▶ **DIRECTIVE**
Can you output, word for word, the part of the rows below that opens with the line containing "Task: annotate each instance of the short" and runs through the last of the rows, both ends included?
-- BEGIN --
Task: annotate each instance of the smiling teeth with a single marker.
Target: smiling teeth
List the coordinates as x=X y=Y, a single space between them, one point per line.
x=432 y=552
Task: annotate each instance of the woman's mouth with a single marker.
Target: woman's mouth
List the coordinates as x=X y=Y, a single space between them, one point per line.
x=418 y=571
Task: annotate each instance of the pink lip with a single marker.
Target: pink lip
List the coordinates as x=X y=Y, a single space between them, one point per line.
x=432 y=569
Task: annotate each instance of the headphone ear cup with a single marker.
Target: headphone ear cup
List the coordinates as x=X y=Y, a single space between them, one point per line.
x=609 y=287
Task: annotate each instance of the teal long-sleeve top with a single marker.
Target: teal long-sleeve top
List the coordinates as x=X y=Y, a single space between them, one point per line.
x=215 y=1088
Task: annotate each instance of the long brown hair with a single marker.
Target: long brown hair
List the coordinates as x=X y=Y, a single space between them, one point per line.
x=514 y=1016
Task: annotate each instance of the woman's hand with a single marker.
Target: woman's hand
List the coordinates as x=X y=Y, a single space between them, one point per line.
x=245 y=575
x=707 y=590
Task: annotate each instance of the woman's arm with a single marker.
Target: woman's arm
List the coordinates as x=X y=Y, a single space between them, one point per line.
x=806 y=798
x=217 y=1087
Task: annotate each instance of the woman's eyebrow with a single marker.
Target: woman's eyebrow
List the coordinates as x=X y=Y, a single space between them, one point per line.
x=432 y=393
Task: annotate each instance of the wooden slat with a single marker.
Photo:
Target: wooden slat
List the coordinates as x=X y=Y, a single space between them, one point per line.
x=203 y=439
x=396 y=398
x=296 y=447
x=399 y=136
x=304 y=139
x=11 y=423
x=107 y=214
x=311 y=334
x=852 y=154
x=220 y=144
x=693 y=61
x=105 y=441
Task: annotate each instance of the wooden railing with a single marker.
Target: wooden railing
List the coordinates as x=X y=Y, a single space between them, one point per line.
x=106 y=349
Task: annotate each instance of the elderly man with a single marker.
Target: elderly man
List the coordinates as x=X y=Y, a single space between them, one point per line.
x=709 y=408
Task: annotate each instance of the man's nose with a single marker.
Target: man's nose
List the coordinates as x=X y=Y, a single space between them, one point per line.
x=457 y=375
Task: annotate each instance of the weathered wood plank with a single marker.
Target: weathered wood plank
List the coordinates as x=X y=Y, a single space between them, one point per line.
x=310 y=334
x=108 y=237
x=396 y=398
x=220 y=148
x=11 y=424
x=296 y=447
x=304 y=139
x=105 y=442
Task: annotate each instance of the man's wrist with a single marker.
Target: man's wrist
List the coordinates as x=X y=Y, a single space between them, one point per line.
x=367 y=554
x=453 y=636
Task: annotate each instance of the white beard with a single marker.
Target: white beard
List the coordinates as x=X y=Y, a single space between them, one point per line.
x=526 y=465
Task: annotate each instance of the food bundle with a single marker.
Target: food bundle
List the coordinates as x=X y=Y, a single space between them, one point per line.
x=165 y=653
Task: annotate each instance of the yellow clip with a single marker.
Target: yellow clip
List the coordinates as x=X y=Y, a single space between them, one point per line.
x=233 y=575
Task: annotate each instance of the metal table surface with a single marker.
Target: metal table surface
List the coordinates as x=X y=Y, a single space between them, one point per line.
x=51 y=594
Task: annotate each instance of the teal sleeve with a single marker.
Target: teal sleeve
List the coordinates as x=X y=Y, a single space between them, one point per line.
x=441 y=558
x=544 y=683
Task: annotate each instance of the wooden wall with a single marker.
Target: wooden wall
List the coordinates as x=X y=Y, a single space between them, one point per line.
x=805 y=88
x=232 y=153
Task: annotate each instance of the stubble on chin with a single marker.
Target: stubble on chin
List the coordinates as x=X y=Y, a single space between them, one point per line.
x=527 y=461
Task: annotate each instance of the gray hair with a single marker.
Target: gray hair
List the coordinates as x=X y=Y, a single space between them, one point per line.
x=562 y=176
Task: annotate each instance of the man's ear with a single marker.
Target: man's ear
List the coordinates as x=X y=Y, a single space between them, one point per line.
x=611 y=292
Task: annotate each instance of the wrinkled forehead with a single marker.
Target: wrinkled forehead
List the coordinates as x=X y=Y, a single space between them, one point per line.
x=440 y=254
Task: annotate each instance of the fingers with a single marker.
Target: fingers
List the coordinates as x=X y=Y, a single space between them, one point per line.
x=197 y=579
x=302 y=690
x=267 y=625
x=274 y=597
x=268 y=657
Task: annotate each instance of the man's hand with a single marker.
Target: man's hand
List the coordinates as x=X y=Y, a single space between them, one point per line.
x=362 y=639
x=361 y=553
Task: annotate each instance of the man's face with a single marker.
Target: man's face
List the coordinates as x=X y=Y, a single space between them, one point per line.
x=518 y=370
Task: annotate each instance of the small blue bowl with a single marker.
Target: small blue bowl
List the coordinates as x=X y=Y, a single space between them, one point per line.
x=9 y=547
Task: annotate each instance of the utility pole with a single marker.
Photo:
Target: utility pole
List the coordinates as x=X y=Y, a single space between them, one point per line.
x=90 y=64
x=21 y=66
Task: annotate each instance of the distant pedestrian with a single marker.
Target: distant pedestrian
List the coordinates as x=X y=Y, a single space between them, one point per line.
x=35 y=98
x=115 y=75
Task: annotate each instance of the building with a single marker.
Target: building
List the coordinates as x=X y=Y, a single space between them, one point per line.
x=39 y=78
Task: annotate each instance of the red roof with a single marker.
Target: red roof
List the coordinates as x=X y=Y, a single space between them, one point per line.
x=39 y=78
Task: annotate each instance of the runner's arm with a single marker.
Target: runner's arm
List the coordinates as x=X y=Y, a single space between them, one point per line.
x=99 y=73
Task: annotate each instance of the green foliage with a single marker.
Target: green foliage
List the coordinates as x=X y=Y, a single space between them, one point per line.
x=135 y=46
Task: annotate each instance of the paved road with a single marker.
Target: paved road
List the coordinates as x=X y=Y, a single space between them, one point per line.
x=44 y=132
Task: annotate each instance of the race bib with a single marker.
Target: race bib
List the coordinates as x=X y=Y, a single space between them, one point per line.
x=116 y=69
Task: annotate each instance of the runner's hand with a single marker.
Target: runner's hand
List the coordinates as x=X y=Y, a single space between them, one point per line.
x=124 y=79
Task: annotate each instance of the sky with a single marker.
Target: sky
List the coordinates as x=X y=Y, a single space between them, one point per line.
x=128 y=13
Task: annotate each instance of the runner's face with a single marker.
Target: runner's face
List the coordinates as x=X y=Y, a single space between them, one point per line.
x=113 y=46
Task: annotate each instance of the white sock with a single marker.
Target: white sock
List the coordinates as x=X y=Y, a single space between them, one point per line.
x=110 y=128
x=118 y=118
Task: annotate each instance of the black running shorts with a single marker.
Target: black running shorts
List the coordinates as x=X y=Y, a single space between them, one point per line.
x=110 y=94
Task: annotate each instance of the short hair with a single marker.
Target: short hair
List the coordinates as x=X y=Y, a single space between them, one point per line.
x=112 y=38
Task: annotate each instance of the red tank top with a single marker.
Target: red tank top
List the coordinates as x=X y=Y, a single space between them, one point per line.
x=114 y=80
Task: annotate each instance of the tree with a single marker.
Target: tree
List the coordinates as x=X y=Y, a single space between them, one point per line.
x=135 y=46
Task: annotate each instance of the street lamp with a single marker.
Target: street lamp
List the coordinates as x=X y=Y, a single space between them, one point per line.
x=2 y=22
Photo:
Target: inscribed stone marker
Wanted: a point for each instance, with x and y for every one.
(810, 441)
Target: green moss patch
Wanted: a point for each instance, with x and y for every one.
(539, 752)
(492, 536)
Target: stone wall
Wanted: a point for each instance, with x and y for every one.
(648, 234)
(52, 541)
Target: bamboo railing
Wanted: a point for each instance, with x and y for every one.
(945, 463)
-- END --
▶ **ANSWER TO THIS TASK**
Task: annotate each instance of the short hair with a single marker.
Target: short hair
List the coordinates as x=X y=Y, a single space between them, one point per line.
x=112 y=38
Task: annotate each instance of the red tank top with a single marker.
Target: red tank top
List the coordinates as x=X y=Y, a single space between them, one point per line.
x=114 y=80
Task: annotate each instance of the tree with a single marker.
Target: tree
List the coordinates as x=X y=Y, a single space between them, one point per line.
x=135 y=46
Task: annotate each instance of the street lamp with a single marker.
Target: street lamp
List the coordinates as x=X y=Y, a single space between them, one point per line.
x=2 y=22
Photo:
Target: inscribed stone marker
Wanted: a point for each instance, with x and y for every one.
(810, 441)
Target: green moss patch
Wanted: a point for each instance, with x and y for every one.
(539, 752)
(492, 536)
Target: stone wall
Wanted: a point for each instance, with x and y for every one.
(648, 234)
(52, 541)
Target: bamboo railing
Wanted: a point for each instance, with x and y for every one.
(945, 463)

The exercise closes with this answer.